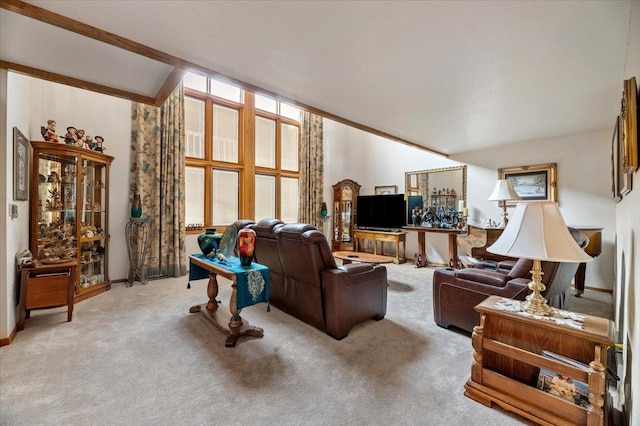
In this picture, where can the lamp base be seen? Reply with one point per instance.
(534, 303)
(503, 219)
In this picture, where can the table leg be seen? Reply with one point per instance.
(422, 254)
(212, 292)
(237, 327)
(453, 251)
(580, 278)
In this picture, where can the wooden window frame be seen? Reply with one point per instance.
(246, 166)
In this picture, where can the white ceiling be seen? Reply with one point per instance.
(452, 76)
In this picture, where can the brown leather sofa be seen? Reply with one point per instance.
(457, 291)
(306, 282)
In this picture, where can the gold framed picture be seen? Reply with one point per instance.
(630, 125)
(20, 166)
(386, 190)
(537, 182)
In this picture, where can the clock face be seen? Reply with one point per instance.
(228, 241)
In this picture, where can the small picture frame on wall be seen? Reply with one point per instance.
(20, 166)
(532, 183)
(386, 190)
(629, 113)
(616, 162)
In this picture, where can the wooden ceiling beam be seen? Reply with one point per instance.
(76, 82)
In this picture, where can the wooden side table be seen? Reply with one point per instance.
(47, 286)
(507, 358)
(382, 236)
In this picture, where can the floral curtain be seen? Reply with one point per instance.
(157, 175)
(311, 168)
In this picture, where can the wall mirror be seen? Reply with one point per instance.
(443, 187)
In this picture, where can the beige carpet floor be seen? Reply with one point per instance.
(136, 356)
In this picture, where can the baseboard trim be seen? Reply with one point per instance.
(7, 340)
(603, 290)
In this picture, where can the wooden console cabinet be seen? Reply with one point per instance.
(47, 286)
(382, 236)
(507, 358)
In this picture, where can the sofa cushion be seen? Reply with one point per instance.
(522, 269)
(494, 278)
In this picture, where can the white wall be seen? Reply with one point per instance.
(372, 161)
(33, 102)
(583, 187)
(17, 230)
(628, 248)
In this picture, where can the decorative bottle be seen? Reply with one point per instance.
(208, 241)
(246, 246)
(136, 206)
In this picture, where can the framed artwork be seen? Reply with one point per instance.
---
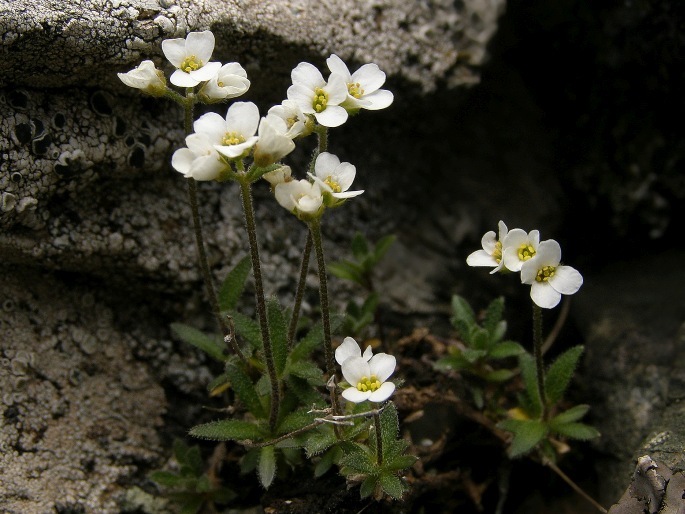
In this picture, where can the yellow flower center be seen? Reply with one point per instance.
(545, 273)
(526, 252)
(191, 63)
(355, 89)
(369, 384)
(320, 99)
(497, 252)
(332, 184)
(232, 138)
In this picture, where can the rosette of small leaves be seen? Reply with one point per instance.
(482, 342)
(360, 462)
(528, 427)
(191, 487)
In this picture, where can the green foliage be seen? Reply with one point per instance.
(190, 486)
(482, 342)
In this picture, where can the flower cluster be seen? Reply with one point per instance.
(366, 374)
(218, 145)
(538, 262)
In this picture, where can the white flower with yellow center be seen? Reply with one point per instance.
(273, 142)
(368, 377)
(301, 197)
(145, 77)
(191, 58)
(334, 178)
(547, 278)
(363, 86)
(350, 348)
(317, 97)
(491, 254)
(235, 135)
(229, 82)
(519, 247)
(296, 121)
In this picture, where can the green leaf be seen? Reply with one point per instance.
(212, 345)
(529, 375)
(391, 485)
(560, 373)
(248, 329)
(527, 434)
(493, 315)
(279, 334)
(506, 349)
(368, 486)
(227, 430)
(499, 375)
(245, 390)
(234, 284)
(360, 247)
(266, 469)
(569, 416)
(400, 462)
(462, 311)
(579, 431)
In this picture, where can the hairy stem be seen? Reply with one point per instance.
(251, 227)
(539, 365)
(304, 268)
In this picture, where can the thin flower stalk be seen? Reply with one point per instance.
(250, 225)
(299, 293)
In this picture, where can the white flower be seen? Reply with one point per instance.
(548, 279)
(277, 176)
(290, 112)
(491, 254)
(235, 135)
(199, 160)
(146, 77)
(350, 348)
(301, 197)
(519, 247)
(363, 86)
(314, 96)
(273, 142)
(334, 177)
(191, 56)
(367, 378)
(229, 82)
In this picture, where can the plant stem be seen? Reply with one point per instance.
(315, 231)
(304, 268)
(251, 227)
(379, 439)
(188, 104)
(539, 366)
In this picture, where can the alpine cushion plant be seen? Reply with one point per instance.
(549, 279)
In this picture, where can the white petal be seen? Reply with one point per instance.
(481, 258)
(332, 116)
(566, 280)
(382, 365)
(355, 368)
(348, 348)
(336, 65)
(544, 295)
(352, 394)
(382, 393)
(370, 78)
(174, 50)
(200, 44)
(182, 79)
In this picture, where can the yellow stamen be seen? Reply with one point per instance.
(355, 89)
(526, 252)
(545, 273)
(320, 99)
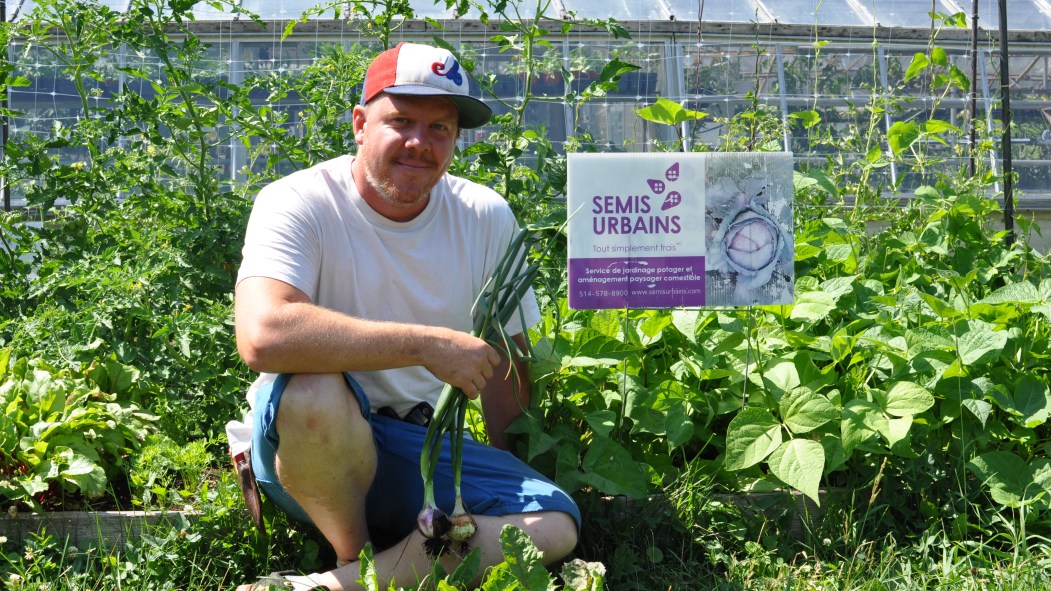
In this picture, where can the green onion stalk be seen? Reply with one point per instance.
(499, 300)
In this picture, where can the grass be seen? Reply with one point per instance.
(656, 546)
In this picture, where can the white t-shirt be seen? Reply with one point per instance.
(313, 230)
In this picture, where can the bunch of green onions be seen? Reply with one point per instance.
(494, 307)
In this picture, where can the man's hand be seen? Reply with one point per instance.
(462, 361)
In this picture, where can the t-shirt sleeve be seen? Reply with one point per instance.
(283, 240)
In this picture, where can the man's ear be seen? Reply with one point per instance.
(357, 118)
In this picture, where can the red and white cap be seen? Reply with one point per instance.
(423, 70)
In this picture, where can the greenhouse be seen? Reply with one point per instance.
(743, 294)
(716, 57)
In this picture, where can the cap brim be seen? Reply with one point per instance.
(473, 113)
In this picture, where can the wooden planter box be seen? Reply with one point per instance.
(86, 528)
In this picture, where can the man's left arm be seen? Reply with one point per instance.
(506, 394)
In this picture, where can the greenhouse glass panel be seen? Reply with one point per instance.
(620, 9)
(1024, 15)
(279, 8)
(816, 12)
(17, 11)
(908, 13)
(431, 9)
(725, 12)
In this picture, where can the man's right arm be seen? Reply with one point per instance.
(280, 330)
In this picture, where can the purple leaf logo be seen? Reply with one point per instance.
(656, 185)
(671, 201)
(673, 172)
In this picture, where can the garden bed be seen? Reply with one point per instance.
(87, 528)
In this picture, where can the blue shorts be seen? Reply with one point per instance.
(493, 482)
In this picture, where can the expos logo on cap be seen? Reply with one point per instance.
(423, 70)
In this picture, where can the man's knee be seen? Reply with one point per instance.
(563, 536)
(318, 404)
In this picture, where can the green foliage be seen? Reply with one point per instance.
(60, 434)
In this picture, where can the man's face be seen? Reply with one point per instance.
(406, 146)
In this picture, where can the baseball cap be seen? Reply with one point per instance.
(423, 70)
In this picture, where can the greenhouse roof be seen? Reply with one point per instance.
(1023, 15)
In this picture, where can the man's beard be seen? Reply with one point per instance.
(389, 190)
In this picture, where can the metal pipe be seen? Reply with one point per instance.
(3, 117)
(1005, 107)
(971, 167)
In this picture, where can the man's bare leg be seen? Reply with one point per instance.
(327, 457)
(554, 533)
--
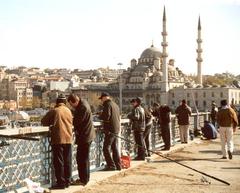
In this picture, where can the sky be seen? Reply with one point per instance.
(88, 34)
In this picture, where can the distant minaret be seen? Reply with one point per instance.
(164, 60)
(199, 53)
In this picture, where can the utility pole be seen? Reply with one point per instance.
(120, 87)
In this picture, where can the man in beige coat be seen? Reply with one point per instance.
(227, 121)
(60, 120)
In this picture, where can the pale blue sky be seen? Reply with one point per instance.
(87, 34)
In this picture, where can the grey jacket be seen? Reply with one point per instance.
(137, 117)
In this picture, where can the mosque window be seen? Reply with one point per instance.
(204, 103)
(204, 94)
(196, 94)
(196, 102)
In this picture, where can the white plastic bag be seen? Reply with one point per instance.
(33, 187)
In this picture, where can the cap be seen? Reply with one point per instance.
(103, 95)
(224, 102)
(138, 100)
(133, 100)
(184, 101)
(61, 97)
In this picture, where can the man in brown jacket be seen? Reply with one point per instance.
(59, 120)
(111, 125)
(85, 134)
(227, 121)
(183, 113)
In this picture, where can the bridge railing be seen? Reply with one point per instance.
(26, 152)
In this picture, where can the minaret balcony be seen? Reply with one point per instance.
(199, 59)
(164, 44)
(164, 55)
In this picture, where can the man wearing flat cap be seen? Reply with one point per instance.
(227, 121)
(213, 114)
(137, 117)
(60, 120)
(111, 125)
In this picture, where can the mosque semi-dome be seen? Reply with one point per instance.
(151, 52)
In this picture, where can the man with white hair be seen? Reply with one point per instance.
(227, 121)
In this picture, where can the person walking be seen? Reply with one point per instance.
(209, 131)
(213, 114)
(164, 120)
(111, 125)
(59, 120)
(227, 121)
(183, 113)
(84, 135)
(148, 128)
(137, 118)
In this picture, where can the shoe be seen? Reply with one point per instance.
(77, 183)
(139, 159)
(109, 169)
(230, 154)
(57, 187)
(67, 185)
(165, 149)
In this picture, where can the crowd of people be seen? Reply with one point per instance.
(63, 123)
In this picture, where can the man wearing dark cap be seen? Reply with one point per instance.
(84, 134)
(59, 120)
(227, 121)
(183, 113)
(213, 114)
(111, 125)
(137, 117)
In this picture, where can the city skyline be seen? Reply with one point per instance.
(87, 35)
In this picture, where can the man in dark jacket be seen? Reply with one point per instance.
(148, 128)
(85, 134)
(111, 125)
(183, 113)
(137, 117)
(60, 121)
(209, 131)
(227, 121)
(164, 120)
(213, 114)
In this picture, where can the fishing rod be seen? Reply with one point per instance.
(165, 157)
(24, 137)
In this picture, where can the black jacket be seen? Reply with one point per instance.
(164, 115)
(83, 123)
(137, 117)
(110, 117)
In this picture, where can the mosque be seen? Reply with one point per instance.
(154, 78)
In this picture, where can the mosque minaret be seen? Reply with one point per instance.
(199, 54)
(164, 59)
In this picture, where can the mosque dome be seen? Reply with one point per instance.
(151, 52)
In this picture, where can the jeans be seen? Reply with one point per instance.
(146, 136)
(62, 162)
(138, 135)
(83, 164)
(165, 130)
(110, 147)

◆ Task requirements
List every line of the material above that contains the word "brown", copying each one in full.

◆ Task output
In this picture, where can the brown leather sofa be seen? Reply with one point per instance.
In this picture, where can the man in brown jacket be seen? Reply with one point per instance.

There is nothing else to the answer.